What to produce
Retype the listing below word for word, leaving out the pictures.

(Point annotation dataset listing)
[BEGIN]
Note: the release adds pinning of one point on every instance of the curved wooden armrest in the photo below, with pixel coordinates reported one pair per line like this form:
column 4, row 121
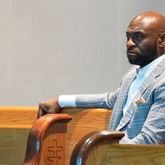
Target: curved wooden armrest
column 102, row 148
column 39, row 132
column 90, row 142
[END]
Response
Note: the release adds pinning of one point on every instance of the curved wooden armrest in the photo below, with pixel coordinates reported one pair per line like this form:
column 4, row 121
Target: curved wooden armrest
column 102, row 148
column 39, row 132
column 90, row 142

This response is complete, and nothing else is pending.